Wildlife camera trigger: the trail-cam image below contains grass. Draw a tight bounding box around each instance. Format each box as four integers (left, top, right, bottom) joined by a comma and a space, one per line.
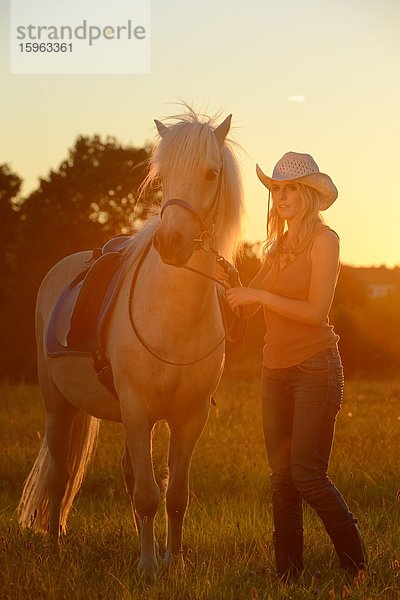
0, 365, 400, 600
==*==
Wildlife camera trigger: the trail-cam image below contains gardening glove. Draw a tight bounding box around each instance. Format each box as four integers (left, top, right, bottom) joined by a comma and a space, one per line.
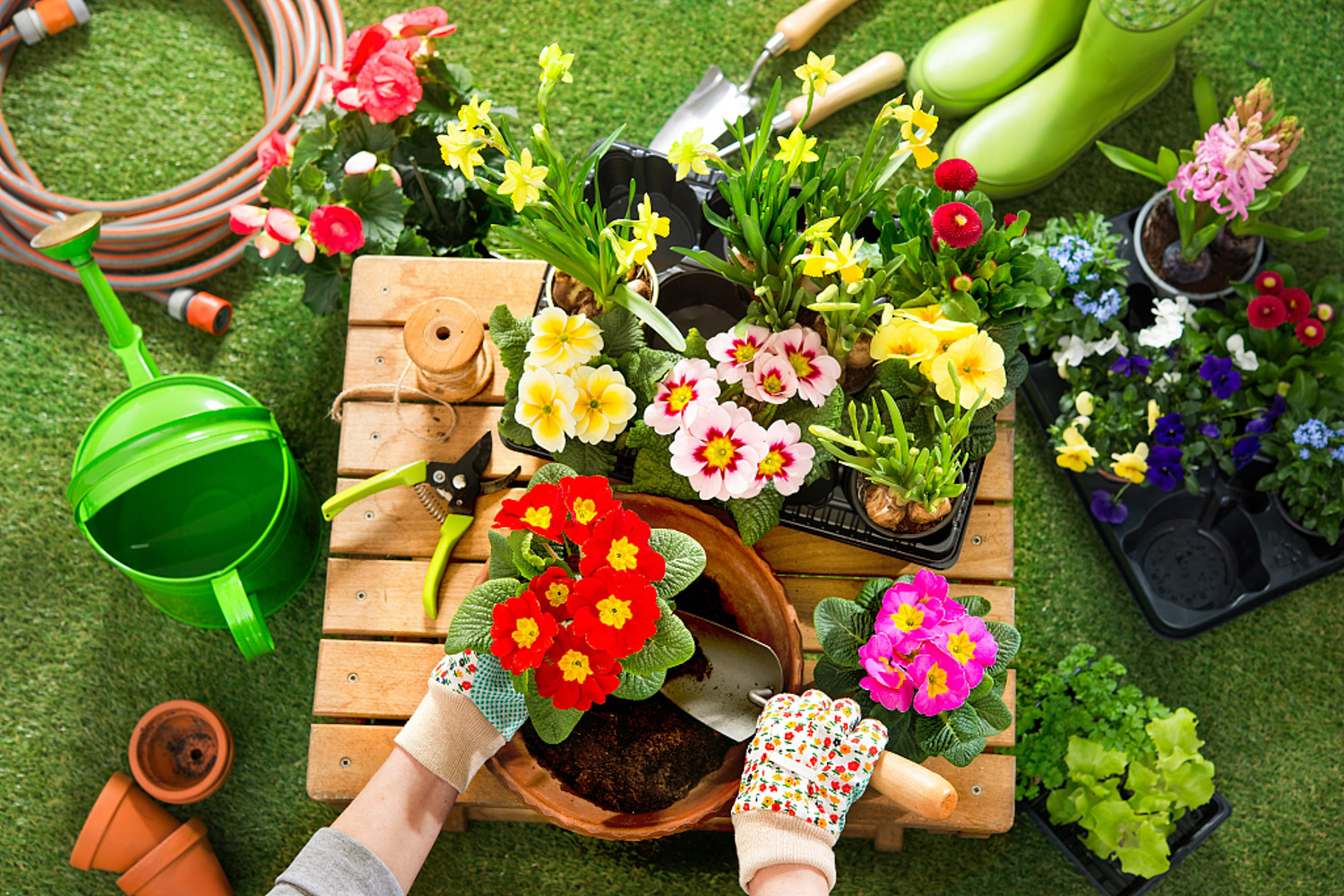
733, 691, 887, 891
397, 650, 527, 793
==*==
## The request:
Convert the records into a two-column CSV with the headers "prompt" and "answer", starting at the line containing "below contains grass." and ending at the line containing "0, 365, 400, 600", both lines included. Give one row per record, put each value in its own quoted field with line breaks turned into spaces, and leave the pictures out.

## Response below:
prompt,answer
"Wildlife camera trigger: the trail-cam image below contains grass. Draw a tight bounding box around each instance. Format each box as four integers (left, top, right, bottom) joined by a comma and a space, one per line.","0, 365, 400, 600"